--- Pointing dataset records ---
::::

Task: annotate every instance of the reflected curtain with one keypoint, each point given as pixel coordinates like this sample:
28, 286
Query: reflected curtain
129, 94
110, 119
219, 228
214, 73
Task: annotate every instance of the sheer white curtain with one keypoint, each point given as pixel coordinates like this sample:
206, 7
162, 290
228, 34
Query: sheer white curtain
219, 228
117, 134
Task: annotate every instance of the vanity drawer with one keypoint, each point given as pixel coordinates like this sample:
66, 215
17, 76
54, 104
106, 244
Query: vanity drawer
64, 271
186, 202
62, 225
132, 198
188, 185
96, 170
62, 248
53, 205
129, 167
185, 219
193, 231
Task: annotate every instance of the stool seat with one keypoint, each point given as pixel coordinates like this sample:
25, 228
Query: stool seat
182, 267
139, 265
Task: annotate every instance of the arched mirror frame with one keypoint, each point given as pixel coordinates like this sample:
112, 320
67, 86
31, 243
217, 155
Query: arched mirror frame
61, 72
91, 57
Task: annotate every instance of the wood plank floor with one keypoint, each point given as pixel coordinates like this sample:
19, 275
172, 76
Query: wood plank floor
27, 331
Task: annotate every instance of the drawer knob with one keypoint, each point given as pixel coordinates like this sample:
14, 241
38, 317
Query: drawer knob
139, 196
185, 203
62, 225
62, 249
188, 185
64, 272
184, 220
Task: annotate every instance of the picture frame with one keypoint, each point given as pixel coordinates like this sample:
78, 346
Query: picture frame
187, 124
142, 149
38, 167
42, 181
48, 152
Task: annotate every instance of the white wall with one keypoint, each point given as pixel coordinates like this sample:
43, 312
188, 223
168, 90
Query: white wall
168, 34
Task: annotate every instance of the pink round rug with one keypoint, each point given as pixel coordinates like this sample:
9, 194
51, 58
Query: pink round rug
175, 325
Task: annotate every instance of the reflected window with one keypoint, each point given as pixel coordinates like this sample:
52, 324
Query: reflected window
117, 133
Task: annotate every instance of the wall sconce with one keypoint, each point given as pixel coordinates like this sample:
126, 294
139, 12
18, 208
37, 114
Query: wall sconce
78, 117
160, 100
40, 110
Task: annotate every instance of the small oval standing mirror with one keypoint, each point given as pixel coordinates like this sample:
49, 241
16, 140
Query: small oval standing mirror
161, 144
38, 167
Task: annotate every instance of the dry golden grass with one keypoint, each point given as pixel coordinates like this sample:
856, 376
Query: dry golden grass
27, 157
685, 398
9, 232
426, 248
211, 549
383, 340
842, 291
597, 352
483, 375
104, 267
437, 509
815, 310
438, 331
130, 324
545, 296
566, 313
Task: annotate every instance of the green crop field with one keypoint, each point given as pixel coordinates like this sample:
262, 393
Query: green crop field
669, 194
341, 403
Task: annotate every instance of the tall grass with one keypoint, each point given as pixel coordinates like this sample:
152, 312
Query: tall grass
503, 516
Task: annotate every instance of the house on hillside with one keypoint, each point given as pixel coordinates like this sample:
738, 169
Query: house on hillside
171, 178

::::

--- PROBLEM DESCRIPTION ---
In the records above, return only the line that contains "Task: annotate every instance of the small" and every line after it through the last, exactly as they appear.

--- TASK OUTPUT ---
Task: annotate every instance of the small oval standing mirror with one keypoint, each point given as pixel coordinates like this sample:
49, 241
16, 140
Query: small oval standing mirror
161, 144
38, 167
Task: annotate every instance of the dry golden grass with one keypoint, each point given as pixel coordinates like this sample:
856, 376
Query: dry golden grass
27, 157
685, 398
9, 232
426, 248
211, 549
383, 340
842, 291
597, 352
483, 375
104, 267
437, 509
815, 310
438, 331
130, 324
545, 296
566, 313
Task: annotate every instance of the green crop field with one keypoint, each point given as pixel coordinates like this sample:
262, 393
Query: green crop field
669, 194
341, 403
Task: annotate every instance of the tall grass with one keypoint, each point given as pixel coordinates like this sample:
152, 312
Query: tall grass
503, 516
Task: annotate every instance of the house on hillside with one keypoint, each point given as pixel coordinates like this sample:
738, 169
Query: house on hillside
171, 178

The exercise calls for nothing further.